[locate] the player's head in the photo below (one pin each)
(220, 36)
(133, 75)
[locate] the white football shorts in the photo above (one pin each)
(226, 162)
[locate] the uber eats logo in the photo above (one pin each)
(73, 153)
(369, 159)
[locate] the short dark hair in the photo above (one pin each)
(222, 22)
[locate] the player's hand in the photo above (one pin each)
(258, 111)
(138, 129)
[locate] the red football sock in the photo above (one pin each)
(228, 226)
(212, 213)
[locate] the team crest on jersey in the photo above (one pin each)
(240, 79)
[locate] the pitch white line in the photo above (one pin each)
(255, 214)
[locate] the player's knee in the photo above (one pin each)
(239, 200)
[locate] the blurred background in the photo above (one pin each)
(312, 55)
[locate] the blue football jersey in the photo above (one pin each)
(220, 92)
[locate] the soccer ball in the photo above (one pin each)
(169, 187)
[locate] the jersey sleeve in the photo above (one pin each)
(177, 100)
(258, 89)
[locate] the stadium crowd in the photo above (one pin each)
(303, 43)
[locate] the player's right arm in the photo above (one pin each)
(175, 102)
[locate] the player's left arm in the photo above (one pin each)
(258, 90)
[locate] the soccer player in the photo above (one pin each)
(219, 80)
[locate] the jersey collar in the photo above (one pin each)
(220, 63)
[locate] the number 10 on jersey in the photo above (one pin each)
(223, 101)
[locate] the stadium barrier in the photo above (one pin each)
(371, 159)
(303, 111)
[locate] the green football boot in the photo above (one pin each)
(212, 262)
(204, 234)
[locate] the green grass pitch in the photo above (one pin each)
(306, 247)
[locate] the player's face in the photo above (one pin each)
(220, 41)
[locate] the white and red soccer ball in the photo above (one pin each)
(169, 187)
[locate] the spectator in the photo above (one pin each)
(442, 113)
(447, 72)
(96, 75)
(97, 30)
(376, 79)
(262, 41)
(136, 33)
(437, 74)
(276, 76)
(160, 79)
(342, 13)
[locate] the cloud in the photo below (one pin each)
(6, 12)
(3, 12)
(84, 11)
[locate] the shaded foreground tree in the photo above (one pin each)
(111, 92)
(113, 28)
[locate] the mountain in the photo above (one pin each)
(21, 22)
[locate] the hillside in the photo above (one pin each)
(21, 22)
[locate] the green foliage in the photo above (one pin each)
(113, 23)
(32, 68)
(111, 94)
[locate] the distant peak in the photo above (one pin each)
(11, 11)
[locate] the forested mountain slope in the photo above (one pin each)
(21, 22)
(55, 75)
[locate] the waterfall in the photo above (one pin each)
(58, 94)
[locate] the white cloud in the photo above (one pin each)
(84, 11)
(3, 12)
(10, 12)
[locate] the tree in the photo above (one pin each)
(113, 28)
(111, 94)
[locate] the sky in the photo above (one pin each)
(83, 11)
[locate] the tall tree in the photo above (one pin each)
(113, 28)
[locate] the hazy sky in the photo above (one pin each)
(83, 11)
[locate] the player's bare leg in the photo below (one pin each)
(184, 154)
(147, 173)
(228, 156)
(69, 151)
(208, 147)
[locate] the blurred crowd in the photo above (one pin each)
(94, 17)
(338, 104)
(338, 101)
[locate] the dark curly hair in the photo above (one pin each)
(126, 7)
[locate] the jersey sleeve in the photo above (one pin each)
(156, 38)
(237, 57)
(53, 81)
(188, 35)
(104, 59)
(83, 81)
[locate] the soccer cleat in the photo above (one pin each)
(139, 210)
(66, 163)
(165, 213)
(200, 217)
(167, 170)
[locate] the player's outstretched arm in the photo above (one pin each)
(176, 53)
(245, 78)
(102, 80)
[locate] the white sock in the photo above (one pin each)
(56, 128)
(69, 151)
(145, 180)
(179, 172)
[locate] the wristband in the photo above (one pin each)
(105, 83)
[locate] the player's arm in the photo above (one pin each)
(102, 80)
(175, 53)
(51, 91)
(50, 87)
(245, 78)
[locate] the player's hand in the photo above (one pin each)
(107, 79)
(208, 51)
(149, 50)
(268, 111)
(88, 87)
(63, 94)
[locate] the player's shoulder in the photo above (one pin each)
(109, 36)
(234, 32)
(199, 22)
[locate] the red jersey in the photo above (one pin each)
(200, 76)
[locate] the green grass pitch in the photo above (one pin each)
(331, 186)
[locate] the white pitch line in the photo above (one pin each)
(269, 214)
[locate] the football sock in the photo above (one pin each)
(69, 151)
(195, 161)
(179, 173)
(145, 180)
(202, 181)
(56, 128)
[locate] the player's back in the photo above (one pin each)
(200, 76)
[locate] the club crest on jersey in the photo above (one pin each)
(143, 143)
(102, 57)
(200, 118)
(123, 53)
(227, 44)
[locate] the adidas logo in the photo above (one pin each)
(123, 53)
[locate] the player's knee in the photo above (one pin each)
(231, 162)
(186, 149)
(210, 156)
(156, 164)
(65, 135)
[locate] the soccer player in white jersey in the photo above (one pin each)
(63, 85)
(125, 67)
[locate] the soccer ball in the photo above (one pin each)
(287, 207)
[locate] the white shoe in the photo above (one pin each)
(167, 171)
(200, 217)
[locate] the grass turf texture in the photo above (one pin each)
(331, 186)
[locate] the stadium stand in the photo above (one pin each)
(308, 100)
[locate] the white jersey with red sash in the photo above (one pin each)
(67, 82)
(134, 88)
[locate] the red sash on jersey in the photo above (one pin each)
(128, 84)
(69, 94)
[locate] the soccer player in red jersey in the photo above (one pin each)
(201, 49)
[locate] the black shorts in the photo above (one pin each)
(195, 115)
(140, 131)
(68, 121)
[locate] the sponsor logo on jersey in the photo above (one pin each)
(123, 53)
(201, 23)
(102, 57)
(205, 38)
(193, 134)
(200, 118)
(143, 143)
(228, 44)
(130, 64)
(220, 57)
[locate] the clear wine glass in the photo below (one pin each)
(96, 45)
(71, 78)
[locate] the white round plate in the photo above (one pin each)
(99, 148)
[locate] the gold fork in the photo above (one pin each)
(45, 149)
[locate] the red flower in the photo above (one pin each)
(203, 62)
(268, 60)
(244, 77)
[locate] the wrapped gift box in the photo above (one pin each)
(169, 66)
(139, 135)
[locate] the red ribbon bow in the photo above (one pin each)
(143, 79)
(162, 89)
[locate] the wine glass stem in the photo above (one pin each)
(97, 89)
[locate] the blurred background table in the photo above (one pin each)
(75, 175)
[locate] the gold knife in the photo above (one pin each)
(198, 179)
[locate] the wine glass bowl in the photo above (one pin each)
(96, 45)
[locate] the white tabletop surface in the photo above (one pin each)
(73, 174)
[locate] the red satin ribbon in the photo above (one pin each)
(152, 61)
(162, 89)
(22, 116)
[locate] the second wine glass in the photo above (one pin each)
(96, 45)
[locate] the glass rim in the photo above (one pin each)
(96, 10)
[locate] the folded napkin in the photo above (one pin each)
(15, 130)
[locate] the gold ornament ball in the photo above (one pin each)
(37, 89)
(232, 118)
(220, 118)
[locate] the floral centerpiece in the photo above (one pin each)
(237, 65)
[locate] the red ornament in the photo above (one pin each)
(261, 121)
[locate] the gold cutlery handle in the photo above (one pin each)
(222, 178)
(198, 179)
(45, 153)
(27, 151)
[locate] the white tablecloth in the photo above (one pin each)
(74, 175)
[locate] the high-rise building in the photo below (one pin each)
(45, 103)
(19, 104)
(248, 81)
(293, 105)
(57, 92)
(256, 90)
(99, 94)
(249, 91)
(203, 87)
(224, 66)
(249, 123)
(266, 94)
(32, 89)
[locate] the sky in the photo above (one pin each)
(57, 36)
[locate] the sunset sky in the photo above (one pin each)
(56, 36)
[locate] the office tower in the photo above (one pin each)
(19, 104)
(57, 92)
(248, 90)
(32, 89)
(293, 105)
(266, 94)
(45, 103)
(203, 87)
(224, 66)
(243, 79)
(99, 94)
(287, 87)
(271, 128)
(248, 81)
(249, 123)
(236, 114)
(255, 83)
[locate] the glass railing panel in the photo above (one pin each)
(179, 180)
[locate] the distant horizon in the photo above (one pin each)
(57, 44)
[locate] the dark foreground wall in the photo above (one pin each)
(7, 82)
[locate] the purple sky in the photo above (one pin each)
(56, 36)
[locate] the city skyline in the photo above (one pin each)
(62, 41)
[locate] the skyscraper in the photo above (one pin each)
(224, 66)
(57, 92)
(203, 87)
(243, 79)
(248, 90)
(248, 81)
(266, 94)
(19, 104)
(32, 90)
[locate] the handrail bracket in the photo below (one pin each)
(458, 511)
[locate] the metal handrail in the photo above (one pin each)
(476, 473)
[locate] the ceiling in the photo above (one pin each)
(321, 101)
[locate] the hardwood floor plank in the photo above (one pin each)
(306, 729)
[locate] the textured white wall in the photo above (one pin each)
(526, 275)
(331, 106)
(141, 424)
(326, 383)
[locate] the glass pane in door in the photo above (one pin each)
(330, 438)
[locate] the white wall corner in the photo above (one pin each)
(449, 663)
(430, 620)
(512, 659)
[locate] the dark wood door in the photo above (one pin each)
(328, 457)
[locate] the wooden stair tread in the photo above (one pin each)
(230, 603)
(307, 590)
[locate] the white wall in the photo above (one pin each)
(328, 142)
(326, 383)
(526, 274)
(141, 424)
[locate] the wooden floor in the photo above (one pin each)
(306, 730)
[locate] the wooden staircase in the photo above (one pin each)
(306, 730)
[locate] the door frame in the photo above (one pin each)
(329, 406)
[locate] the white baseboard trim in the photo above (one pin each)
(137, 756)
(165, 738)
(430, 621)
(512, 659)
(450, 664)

━━━━━━━━━━

> [取り組む課題]: 「[locate] the white wall in」を含む行から始めて資料の最後の行まで、「door frame」を「window frame」に変え、ほかの部分はそのままにしてもう一度書いてください。

> [課題の解答]:
[locate] the white wall in the photo above (one pin each)
(328, 142)
(326, 383)
(526, 274)
(141, 424)
[locate] the wooden floor in the photo above (one pin each)
(306, 730)
[locate] the wooden staircase in the photo above (one pin each)
(306, 730)
[locate] the window frame in the photo above (one pin each)
(329, 406)
[locate] the white baseboard trim in the photo above (one pin each)
(137, 756)
(165, 738)
(430, 621)
(512, 659)
(450, 664)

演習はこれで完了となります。